[What to work on]
Please reproduce every one of the following records verbatim, keeping each line as it stands.

-- Extracted entries follows --

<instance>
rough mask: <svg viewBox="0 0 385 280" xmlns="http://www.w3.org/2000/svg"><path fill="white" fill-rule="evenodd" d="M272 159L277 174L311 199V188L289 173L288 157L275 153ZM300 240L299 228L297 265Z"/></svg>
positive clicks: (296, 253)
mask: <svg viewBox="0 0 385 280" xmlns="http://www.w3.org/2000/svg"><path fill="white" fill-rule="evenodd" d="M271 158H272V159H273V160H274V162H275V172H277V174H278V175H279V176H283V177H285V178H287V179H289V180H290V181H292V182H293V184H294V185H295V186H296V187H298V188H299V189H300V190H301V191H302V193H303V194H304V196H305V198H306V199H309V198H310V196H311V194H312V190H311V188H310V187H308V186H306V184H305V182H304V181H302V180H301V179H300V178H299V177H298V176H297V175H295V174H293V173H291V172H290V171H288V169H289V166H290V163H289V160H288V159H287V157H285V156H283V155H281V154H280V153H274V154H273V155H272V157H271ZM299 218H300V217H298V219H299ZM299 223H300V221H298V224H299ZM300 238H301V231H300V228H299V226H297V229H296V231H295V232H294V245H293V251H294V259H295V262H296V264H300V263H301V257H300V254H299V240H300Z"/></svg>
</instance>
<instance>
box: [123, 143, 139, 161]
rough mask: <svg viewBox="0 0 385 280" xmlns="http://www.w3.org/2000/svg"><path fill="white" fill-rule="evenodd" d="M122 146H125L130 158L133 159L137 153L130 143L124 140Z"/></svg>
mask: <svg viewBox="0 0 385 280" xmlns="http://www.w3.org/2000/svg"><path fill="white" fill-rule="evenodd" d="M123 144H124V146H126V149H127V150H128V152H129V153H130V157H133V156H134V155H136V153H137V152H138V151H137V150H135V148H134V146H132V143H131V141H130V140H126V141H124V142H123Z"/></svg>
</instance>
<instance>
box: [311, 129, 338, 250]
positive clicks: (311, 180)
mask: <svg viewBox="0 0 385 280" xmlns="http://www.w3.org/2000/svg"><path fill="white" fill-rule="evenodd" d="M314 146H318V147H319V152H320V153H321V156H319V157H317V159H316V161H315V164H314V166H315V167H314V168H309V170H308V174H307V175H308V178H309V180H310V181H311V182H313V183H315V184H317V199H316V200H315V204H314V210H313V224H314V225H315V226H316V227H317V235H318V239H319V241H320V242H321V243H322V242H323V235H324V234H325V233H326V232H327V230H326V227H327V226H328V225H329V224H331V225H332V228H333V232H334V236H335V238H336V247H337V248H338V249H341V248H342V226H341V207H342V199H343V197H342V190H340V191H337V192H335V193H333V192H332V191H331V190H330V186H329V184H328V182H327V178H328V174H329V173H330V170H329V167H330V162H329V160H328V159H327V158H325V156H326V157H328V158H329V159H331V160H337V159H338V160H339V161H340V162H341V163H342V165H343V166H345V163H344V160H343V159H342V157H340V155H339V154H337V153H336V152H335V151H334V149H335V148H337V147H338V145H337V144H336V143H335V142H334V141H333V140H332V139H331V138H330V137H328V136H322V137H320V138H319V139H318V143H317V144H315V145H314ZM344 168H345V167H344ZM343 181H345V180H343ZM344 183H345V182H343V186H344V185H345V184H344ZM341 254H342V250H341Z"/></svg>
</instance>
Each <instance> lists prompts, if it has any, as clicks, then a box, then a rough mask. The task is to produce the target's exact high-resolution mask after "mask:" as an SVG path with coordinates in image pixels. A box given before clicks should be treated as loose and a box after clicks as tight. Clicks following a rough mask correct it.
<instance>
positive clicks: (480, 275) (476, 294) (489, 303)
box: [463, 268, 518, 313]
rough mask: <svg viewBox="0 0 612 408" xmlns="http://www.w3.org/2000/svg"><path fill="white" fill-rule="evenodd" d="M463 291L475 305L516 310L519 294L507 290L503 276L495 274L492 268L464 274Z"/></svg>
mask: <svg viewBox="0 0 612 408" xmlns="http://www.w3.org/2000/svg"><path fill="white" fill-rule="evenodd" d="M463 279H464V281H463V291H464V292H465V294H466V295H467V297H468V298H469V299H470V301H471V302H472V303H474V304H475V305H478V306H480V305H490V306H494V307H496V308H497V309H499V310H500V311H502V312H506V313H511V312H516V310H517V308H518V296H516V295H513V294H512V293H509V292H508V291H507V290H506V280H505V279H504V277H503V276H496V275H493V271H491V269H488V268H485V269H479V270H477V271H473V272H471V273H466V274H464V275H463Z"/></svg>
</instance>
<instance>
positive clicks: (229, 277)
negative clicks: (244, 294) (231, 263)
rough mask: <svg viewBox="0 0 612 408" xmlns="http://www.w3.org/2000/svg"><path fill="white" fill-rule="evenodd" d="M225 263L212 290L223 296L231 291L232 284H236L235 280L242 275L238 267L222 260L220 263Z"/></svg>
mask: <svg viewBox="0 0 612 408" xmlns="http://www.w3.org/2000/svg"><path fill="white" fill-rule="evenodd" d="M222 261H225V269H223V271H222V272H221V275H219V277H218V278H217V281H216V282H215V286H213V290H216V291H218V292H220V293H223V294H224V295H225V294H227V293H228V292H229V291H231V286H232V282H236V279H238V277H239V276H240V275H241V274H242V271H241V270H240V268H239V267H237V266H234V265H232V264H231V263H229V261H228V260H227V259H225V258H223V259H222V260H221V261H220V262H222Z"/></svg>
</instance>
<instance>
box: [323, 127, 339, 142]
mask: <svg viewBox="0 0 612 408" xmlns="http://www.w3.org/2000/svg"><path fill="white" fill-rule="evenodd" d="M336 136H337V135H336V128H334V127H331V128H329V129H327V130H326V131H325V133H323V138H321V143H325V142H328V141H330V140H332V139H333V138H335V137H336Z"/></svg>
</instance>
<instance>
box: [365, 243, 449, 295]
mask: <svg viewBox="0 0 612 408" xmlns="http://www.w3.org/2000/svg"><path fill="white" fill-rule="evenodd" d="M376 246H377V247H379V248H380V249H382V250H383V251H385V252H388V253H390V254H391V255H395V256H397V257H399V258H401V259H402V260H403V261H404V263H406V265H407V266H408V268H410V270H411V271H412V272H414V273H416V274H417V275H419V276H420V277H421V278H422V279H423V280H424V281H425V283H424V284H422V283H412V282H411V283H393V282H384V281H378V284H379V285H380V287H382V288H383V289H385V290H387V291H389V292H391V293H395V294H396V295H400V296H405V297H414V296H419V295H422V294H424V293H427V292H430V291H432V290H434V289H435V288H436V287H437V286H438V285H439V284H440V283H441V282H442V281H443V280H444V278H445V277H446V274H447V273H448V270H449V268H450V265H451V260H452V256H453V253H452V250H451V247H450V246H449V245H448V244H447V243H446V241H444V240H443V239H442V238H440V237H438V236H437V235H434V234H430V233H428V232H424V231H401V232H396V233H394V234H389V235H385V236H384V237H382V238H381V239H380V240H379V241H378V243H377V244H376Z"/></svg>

-- Extracted entries concluded --

[Written response]
<instance>
rough mask: <svg viewBox="0 0 385 280" xmlns="http://www.w3.org/2000/svg"><path fill="white" fill-rule="evenodd" d="M272 159L277 174L311 199V188L289 173L288 157L275 153ZM300 240L299 228L297 265Z"/></svg>
positive clicks: (296, 253)
mask: <svg viewBox="0 0 385 280" xmlns="http://www.w3.org/2000/svg"><path fill="white" fill-rule="evenodd" d="M271 158H272V159H273V160H274V162H275V172H277V174H278V175H279V176H283V177H285V178H287V179H289V180H290V181H292V182H293V184H294V185H295V186H296V187H298V188H299V189H300V190H301V191H302V193H303V194H304V196H305V198H306V199H309V198H310V196H311V194H312V190H311V188H310V187H308V186H306V184H305V182H304V181H302V180H301V179H300V178H299V177H298V176H297V175H295V174H293V173H291V172H290V171H288V169H289V166H290V163H289V160H288V159H287V157H285V156H283V155H281V154H280V153H274V154H273V155H272V157H271ZM299 218H300V217H298V219H299ZM299 223H300V221H298V224H299ZM300 238H301V231H300V228H299V226H297V229H296V231H295V232H294V245H293V251H294V259H295V262H296V264H300V263H301V257H300V254H299V240H300Z"/></svg>
</instance>
<instance>
box: [123, 143, 139, 161]
rough mask: <svg viewBox="0 0 385 280" xmlns="http://www.w3.org/2000/svg"><path fill="white" fill-rule="evenodd" d="M122 146H125L130 158L133 159L137 153L130 143L124 140Z"/></svg>
mask: <svg viewBox="0 0 385 280" xmlns="http://www.w3.org/2000/svg"><path fill="white" fill-rule="evenodd" d="M123 144H124V146H126V149H127V150H128V152H129V153H130V157H133V156H134V155H136V153H137V152H138V151H137V150H135V148H134V146H132V143H131V141H130V140H126V141H124V142H123Z"/></svg>
</instance>
<instance>
box: [311, 129, 338, 250]
positive clicks: (311, 180)
mask: <svg viewBox="0 0 385 280" xmlns="http://www.w3.org/2000/svg"><path fill="white" fill-rule="evenodd" d="M314 146H318V147H319V152H320V153H321V156H319V157H317V159H316V161H315V164H314V166H315V167H314V168H309V170H308V174H307V175H308V178H309V180H310V181H311V182H313V183H315V184H317V199H316V200H315V204H314V210H313V224H314V225H315V226H316V227H317V235H318V239H319V241H320V242H321V243H322V242H323V235H324V234H325V233H326V232H327V230H326V227H327V226H328V225H329V224H331V225H332V228H333V232H334V236H335V238H336V247H337V248H338V249H341V248H342V226H341V207H342V199H343V197H342V190H340V191H337V192H335V193H333V192H332V191H331V190H330V186H329V184H328V182H327V178H328V174H329V173H330V170H329V167H330V162H329V160H328V159H327V158H325V156H326V157H328V158H329V159H331V160H337V159H338V160H339V161H340V162H341V163H342V165H343V166H345V163H344V160H343V159H342V157H340V155H339V154H337V153H336V152H335V151H334V149H335V148H337V147H338V145H337V144H336V143H335V142H334V141H333V140H332V139H331V138H330V137H328V136H322V137H320V138H319V139H318V143H317V144H315V145H314ZM344 168H345V167H344ZM343 181H345V180H343ZM344 183H345V182H343V186H344V185H345V184H344ZM341 254H342V250H341Z"/></svg>
</instance>
Each <instance> lists prompts, if it has any, as clicks, then a box, then a rough mask. The task is to produce the target's exact high-resolution mask after "mask:" as an SVG path with coordinates in image pixels. A box given before clicks should be treated as loose and a box after clicks as tight. Clicks following a rough mask correct it.
<instance>
positive clicks: (480, 275) (476, 294) (489, 303)
box: [463, 268, 518, 313]
rough mask: <svg viewBox="0 0 612 408" xmlns="http://www.w3.org/2000/svg"><path fill="white" fill-rule="evenodd" d="M463 291L475 305L516 310L519 294L507 290L503 276L495 274L492 268L464 274Z"/></svg>
mask: <svg viewBox="0 0 612 408" xmlns="http://www.w3.org/2000/svg"><path fill="white" fill-rule="evenodd" d="M463 279H464V281H463V291H464V292H465V294H466V295H467V297H468V298H469V299H470V301H471V302H472V303H474V304H475V305H478V306H480V305H490V306H494V307H496V308H497V309H499V310H500V311H502V312H506V313H511V312H516V310H517V308H518V296H516V295H513V294H512V293H509V292H508V291H507V290H506V280H505V279H504V277H503V276H496V275H493V271H491V269H488V268H485V269H479V270H477V271H473V272H471V273H466V274H464V275H463Z"/></svg>
</instance>
<instance>
positive clicks: (229, 277)
negative clicks: (244, 294) (231, 263)
rough mask: <svg viewBox="0 0 612 408" xmlns="http://www.w3.org/2000/svg"><path fill="white" fill-rule="evenodd" d="M225 263L212 290L223 296L231 291L232 284H236L235 280L242 275L238 267L222 260L220 263Z"/></svg>
mask: <svg viewBox="0 0 612 408" xmlns="http://www.w3.org/2000/svg"><path fill="white" fill-rule="evenodd" d="M222 261H225V269H223V271H222V272H221V275H219V277H218V278H217V281H216V282H215V286H213V290H216V291H218V292H220V293H223V294H224V295H225V294H227V293H228V292H229V291H231V286H232V282H236V279H238V277H239V276H240V275H241V274H242V271H241V270H240V268H239V267H237V266H234V265H232V264H231V263H229V261H228V260H227V259H225V258H223V259H222V260H221V261H220V262H222Z"/></svg>
</instance>
<instance>
box: [323, 127, 339, 142]
mask: <svg viewBox="0 0 612 408" xmlns="http://www.w3.org/2000/svg"><path fill="white" fill-rule="evenodd" d="M336 136H337V135H336V128H334V127H331V128H329V129H327V130H326V131H325V133H323V138H321V143H325V142H328V141H330V140H332V139H333V138H335V137H336Z"/></svg>
</instance>
<instance>
box: [365, 243, 449, 295]
mask: <svg viewBox="0 0 612 408" xmlns="http://www.w3.org/2000/svg"><path fill="white" fill-rule="evenodd" d="M376 246H377V247H379V248H380V249H382V250H383V251H385V252H388V253H390V254H391V255H395V256H397V257H399V258H401V259H402V260H403V261H404V263H406V265H407V266H408V268H410V270H411V271H412V272H414V273H416V274H417V275H419V276H420V277H421V278H422V279H423V280H424V281H425V283H424V284H422V283H412V282H411V283H393V282H384V281H378V284H379V285H380V287H382V288H383V289H385V290H387V291H389V292H391V293H395V294H396V295H400V296H405V297H414V296H419V295H422V294H424V293H427V292H430V291H432V290H434V289H435V288H436V287H437V286H438V285H439V284H440V283H441V282H442V281H443V280H444V278H445V277H446V274H447V273H448V270H449V268H450V265H451V260H452V256H453V253H452V250H451V247H450V246H449V245H448V244H447V243H446V241H444V240H443V239H442V238H440V237H438V236H437V235H434V234H430V233H428V232H424V231H401V232H396V233H394V234H389V235H385V236H384V237H382V238H381V239H380V240H379V241H378V243H377V244H376Z"/></svg>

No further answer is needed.